_Task brief_: Please quote everything in the records below from the line containing "Practice. Find the area" down to the end of the records, keeping each line unchanged. Include both the starting line and the final line, and nothing outside that span.

_Data in this exercise_:
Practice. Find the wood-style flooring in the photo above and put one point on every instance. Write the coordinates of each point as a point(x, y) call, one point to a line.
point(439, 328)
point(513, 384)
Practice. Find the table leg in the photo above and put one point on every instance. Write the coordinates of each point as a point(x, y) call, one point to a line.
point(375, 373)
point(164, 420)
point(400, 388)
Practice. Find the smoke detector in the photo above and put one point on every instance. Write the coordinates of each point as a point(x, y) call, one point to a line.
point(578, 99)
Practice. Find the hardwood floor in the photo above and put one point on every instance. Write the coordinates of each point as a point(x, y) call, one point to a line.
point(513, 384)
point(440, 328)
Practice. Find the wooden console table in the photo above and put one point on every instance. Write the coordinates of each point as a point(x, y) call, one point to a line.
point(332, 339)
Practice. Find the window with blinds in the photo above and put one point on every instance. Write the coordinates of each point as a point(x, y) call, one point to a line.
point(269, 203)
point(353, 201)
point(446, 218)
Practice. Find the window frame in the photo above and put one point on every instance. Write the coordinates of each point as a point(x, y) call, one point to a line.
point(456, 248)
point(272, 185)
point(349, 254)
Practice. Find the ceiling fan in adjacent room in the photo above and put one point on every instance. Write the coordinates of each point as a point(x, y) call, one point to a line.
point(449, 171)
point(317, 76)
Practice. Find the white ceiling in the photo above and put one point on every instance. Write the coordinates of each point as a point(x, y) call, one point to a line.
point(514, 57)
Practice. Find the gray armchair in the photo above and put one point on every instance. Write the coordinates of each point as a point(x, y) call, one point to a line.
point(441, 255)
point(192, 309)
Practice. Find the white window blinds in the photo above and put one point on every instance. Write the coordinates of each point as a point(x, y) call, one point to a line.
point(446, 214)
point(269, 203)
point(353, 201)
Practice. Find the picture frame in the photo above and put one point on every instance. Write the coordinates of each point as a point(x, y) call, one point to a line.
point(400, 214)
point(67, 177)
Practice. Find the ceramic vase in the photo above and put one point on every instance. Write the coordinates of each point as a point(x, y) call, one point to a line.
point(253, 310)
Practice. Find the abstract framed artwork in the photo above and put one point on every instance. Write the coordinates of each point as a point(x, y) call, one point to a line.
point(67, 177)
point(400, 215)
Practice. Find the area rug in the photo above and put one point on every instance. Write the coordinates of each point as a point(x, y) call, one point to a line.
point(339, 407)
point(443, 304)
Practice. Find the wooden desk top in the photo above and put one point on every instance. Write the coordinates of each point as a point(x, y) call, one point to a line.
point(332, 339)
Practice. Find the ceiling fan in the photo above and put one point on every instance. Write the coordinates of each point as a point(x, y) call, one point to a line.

_Written answer_:
Practice. Find the area rug in the photo above and put one point on every instance. Write the coordinates of each point as a point(x, y) call, one point to a line.
point(339, 407)
point(443, 304)
Practice. Find the wooden desk top in the photo above and put one point on every instance. Write the coordinates of each point as a point(x, y) call, one point to a line.
point(332, 339)
Practice. Find the ceiling fan in the photo above and put one point on every instance. Write the coordinates of each point as a point(x, y) call, one point to a line.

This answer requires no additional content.